**Text shown**
##########
The final deprotection and cleavage of peptidyl resin 2 was achieved by the treatment of the resin-bound peptide with a 5:95 (v/v) mixture of TFA/DCM, which led to the formation of two products with identical molecular weights (Figure 2). The treatment of the minor product with Et3N provided only the major product, while the major product underwent partial conversion to the minor product by treatment with TFA/DCM (5:95) (accompanied by the unchanged major product). These suggested that the major product was the desired linear peptide 4, and that the minor product was the O-acyl peptide 5, which was most likely formed by the rearrangement of the N-terminal tetrapeptide from the MeThr5 α-amino group to the side-chain hydroxyl group. The desired product 4 could be recovered by the treatment of the mixture of 4 and 5 with Et3N followed by purification by reversed-phase HPLC. The overall isolated yield of 4 from resin 1 was 29%.
Figure 2.
Possible N- to O-acyl shift at the MeThr5 residue following the treatment of linear undecapeptide 4 with a 5:95 (v/v) mixture of TFA/DCM.
With the linear precursor 4 in hand, we proceeded to investigate the macrolactonization using LC-MS analysis to monitor the reaction progress. Although various macrolactonization conditions have been reported in the literature,13-17 the application of these conditions to peptide 4 failed to provide any of the desired cyclic depsipeptide. Pleasingly, however, the use of MSNT18/(i-Pr)2NEt provided access to the desired cyclization product, albeit in a low yield of 3.8%.
##########
**Data extracted from a collection**
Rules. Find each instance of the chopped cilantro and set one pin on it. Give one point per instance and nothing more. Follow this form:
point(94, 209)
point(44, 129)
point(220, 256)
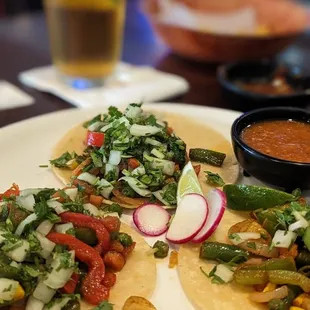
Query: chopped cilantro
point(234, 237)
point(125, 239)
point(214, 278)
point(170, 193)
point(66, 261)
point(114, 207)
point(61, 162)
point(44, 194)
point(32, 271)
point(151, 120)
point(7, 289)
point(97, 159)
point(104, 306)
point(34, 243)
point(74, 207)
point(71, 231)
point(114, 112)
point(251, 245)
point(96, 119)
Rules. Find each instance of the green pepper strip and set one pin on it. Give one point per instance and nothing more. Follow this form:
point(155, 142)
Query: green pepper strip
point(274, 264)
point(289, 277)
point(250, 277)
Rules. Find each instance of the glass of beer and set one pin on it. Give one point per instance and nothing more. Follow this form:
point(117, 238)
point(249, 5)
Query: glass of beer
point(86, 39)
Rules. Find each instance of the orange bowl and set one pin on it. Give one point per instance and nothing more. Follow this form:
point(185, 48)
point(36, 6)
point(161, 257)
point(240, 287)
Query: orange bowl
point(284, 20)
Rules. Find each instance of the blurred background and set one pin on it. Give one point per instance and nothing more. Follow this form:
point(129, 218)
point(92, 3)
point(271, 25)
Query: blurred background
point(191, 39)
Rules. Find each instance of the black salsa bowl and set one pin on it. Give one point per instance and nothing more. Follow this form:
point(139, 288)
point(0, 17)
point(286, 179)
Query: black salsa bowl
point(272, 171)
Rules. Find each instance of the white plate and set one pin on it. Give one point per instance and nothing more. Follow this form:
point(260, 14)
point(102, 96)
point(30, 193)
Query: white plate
##########
**Work instructions**
A. Answer from the peptide synthesis excerpt:
(i) What mixture was used to deprotect and cleave peptidyl resin 2?
(ii) What was the overall isolated yield of 4 from resin 1?
(iii) Which reagents gave the desired cyclization product, and in what yield?
B. Reproduce word for word everything in the peptide synthesis excerpt from "Possible N- to" down to "yield of 3.8%.".
These items are separate material, apart from the peptide synthesis excerpt.

**Task-by-task results**
A.
(i) A 5:95 (v/v) mixture of TFA/DCM
(ii) 29%
(iii) MSNT/(i-Pr)2NEt, in a 3.8% yield

B.
Possible N- to O-acyl shift at the MeThr5 residue following the treatment of linear undecapeptide 4 with a 5:95 (v/v) mixture of TFA/DCM.
With the linear precursor 4 in hand, we proceeded to investigate the macrolactonization using LC-MS analysis to monitor the reaction progress. Although various macrolactonization conditions have been reported in the literature,13-17 the application of these conditions to peptide 4 failed to provide any of the desired cyclic depsipeptide. Pleasingly, however, the use of MSNT18/(i-Pr)2NEt provided access to the desired cyclization product, albeit in a low yield of 3.8%.